Task data ▸

* * * * * * *

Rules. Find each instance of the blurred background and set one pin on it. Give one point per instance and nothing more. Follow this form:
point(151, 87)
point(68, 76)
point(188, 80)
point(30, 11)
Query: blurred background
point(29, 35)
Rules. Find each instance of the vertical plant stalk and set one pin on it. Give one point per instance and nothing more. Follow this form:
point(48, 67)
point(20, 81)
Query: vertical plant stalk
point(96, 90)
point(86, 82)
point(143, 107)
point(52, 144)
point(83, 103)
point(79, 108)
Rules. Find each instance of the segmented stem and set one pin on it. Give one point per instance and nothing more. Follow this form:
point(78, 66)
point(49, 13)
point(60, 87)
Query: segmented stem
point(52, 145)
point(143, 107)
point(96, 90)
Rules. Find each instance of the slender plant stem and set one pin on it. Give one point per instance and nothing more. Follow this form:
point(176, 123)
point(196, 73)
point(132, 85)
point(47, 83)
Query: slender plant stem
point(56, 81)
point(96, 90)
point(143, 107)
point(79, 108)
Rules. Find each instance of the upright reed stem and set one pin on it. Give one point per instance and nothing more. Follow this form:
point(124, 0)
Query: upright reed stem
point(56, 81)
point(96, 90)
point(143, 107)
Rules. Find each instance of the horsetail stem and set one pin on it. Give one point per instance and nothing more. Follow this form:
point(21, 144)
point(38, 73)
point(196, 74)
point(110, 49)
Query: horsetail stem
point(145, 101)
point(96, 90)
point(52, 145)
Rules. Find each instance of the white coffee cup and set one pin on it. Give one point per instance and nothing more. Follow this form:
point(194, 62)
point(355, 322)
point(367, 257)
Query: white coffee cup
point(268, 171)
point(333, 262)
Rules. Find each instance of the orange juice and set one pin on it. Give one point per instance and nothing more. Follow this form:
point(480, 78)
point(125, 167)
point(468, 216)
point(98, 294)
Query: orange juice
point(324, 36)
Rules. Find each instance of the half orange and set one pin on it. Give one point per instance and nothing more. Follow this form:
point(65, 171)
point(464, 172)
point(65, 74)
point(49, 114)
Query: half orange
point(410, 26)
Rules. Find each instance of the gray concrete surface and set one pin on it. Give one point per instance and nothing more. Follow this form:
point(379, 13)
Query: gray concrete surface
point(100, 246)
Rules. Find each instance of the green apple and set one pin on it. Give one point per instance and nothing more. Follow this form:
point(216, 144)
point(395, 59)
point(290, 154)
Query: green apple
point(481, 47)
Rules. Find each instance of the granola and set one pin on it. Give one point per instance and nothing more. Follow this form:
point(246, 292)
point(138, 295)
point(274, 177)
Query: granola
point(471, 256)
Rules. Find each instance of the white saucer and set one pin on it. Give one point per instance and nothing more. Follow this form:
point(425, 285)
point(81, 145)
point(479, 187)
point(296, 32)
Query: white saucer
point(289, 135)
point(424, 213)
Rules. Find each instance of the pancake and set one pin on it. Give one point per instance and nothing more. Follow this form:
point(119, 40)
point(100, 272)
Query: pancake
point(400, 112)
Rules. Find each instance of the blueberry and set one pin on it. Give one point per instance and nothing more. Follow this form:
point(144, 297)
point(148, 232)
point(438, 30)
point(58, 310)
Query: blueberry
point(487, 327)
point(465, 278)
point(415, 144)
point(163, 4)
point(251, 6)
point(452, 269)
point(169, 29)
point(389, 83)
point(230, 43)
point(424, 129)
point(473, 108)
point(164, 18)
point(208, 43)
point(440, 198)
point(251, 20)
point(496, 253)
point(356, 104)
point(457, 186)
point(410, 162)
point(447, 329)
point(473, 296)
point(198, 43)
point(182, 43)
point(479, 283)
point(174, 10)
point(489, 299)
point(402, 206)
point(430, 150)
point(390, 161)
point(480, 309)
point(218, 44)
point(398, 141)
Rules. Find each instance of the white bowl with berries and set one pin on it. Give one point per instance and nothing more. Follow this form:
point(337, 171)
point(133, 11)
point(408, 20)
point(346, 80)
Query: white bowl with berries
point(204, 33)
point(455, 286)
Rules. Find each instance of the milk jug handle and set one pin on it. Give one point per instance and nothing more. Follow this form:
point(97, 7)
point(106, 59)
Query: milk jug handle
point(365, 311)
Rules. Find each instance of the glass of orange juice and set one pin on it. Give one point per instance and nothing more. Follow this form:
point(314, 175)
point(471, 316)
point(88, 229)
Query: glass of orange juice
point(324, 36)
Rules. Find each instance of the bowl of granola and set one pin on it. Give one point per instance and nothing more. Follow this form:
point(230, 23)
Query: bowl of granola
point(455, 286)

* * * * * * *

What this task involves ▸
Copy the data from its start through the line containing "point(29, 35)", both ends included and the requests kept, and scale each answer coordinate by 0.55, rounding to whole numbers with halves rounded up. Leave the requests and their format samples unchanged.

Answer for this exercise ▸
Rules. Find each instance of the blurred background and set one pin on it. Give one point per instance and nothing more. Follow this form:
point(151, 87)
point(68, 76)
point(188, 80)
point(30, 11)
Query: blurred background
point(16, 19)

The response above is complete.